--- BEGIN Given text ---
Léon Pressouyre (27 January 1935 - 10 August 2009) was a French historian of medieval art.

An agrégé of history, he was a member of the École française de Rome (1964–1966). Attached then maître de recherches at the Centre National de la Recherche Scientifique, he was professor of art history and archaeology of the Middle Ages at the University Paris I from 1980 to 1997.

He was permanent advisor of the International Council on Monuments and Sites of the UNESCO (1980–2005).

Léon Pressouyre was a member of the Société des Antiquaires de France.
--- END Given text ---
--- BEGIN Information supplied ---
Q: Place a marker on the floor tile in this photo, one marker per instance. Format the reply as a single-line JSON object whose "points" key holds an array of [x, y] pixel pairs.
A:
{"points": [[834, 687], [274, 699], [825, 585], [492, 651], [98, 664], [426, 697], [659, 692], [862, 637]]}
--- END Information supplied ---
• **Your tasks**:
• a. Rewrite the paragraph of the Pressouyre biography that begins "An agrégé of history" as a short bulleted list, keeping its main facts.
• b. According to the Pressouyre biography, during which years was he permanent advisor of the International Council on Monuments and Sites?
• c. For each statement, say whether the Pressouyre biography agrees with it, and quote the deciding words.
(i) Pressouyre was a member of the École française de Rome from 1964 to 1966.
(ii) He taught at the University Paris I until 2005.
(iii) He belonged to the Société des Antiquaires de France.

• **Expected responses**:
• a.
- Agrégé of history
- Member of the École française de Rome (1964–1966)
- Attached, then maître de recherches, at the Centre National de la Recherche Scientifique
- Professor of art history and archaeology of the Middle Ages at the University Paris I (1980–1997)

• b. From 1980 to 2005.

• c.
(i) Yes: "he was a member of the École française de Rome (1964–1966)"
(ii) No: "he was professor of art history and archaeology of the Middle Ages at the University Paris I from 1980 to 1997"
(iii) Yes: "Léon Pressouyre was a member of the Société des Antiquaires de France"